With the ruling National Democratic Alliance government retaining power thanks to a landslide election victory, industry experts are hoping for a softer interest-rate regime.
The Reserve Bank of India will hold its second bi-monthly policy meeting for 2019 on June 6 and RBI governor Shaktikanta Das has indicated that he is keen on improving liquidity in the markets.
Regarding interest rates, he has called for more flexibility, with the central bank enjoying greater freedom to move them either way.
He said the rates need not be changed in multiples of 25 basis points, and could, for instance, be moved by 35 basis points to add nuance, The Times of India reports. A basis point is one hundredth of a percentage point.
Many economists feel a cut in rates is called for as growth momentum is slowing and inflation continues to remain benign. Sectors such as real estate and telecommunications remain stressed.
The banks are saddled with a sharp rise in non-performing assets. According to RBI data, system-wide bad loans of banks went up from 3.8% of the gross advances or 2.63 trillion rupees (US$37.8 billion) on March 31, 2014, to 10.39 trillion rupees ($149.6 billion) or 11.2% as of March 31, 2018.
Rate cuts are often contentious and it may be recalled that when the RBI carried out its second 25-basis-point rate cut of the year in April, two of its top officials had divergent views. While governor Das argued for a rate cut, deputy governor Viral Acharya disagreed.

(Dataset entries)

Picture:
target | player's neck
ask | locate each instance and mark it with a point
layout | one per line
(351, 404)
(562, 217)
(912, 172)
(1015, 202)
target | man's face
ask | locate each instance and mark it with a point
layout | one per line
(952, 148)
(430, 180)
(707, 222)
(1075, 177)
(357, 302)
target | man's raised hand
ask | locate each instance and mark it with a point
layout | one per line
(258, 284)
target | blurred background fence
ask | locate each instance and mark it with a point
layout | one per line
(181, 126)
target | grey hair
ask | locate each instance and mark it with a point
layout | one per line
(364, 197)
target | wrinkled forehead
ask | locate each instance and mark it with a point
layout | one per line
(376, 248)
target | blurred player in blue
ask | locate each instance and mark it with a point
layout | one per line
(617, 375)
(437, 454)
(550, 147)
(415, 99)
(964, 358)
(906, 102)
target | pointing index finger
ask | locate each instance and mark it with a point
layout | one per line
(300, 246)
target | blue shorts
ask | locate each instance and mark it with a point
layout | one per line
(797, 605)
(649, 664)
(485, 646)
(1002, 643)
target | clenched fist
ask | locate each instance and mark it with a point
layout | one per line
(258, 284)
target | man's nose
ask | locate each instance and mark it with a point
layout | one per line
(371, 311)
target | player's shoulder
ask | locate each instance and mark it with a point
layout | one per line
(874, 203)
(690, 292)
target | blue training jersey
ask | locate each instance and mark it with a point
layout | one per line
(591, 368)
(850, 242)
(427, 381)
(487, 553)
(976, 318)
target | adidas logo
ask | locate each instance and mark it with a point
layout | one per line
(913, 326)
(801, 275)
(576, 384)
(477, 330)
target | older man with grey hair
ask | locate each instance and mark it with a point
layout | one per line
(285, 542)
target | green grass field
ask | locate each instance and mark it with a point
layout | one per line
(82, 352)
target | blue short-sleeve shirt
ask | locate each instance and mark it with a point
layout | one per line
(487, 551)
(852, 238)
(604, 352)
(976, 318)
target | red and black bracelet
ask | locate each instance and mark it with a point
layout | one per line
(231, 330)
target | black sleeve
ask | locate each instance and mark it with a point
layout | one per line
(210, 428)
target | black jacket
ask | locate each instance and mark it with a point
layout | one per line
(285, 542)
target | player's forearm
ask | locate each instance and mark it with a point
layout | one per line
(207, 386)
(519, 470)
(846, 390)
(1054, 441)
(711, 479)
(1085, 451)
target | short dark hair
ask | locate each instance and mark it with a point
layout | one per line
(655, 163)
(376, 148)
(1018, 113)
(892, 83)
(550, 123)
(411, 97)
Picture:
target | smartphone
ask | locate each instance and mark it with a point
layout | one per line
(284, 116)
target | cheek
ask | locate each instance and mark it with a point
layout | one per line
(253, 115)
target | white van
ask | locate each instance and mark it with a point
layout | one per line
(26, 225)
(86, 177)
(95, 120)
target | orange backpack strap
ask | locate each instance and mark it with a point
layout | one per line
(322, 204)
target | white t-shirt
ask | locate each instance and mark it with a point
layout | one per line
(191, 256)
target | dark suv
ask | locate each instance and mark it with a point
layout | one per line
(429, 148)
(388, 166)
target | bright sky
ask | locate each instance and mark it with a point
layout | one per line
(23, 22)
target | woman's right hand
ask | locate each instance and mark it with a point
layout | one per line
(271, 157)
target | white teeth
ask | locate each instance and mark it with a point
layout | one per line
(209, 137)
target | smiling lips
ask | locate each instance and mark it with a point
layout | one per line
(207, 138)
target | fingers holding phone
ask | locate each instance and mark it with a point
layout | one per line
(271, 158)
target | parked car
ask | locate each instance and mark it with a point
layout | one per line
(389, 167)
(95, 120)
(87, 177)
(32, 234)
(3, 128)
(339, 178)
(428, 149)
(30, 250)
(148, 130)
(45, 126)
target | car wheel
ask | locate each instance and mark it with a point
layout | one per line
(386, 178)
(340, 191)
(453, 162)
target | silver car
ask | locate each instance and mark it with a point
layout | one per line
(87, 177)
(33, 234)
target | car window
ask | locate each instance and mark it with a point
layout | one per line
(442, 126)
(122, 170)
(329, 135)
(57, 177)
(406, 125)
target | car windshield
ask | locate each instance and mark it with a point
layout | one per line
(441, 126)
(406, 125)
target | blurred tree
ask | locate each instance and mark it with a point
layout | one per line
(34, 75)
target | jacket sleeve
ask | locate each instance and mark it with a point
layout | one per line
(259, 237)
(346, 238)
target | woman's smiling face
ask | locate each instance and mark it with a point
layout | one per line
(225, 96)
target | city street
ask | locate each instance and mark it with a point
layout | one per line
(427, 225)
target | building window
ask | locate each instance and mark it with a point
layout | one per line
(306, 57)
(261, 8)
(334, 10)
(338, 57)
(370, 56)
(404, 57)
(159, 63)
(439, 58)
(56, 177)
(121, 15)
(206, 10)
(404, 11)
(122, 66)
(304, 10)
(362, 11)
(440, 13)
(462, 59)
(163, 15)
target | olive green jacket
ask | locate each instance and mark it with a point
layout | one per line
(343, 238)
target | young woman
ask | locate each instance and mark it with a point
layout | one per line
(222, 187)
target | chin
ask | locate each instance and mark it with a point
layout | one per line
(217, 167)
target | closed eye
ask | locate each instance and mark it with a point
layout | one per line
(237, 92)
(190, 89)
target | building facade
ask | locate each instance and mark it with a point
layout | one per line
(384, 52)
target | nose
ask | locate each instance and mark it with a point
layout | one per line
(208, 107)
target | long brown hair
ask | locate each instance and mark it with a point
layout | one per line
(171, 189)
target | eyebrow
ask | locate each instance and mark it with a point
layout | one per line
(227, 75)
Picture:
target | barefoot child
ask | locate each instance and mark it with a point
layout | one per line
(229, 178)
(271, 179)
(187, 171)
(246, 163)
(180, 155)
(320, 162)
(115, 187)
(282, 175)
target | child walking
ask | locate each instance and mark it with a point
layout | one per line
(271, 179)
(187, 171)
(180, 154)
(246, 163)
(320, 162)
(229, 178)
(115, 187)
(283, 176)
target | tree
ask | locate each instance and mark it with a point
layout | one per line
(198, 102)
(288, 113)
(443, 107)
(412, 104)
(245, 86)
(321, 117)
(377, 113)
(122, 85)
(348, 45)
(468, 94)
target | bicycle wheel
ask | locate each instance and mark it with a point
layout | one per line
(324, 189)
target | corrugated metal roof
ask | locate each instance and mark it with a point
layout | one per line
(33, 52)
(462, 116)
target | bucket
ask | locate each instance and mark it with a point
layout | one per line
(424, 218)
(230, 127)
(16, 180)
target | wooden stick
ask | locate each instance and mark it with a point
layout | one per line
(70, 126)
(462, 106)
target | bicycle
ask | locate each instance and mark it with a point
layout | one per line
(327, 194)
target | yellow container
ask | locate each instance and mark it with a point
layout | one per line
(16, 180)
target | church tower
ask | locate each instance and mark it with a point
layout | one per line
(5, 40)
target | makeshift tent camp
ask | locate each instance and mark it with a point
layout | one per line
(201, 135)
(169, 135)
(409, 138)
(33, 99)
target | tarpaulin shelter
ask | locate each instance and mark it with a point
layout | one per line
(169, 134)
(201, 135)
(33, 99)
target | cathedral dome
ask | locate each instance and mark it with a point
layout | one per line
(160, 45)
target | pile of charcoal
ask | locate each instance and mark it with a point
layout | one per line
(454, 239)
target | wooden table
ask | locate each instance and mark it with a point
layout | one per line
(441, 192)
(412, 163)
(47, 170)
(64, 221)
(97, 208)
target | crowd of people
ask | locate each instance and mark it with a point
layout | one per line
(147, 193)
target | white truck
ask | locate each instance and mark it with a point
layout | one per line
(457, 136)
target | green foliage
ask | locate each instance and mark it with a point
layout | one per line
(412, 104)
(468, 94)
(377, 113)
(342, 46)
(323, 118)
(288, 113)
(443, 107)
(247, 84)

* [WORK ORDER 1] From the article on India's interest rates, return the passage that begins at the words "The banks are" and ends after the words "Viral Acharya disagreed.".
* [WORK ORDER 2] Condense the paragraph of the article on India's interest rates that opens with "The banks are saddled", keeping its key figures.

* [ANSWER AREA 1]
The banks are saddled with a sharp rise in non-performing assets. According to RBI data, system-wide bad loans of banks went up from 3.8% of the gross advances or 2.63 trillion rupees (US$37.8 billion) on March 31, 2014, to 10.39 trillion rupees ($149.6 billion) or 11.2% as of March 31, 2018.
Rate cuts are often contentious and it may be recalled that when the RBI carried out its second 25-basis-point rate cut of the year in April, two of its top officials had divergent views. While governor Das argued for a rate cut, deputy governor Viral Acharya disagreed.

* [ANSWER AREA 2] Banks face a steep rise in non-performing assets. RBI data show system-wide bad loans grew from 3.8% of gross advances, or 2.63 trillion rupees (US$37.8 billion), on March 31, 2014, to 11.2%, or 10.39 trillion rupees ($149.6 billion), on March 31, 2018.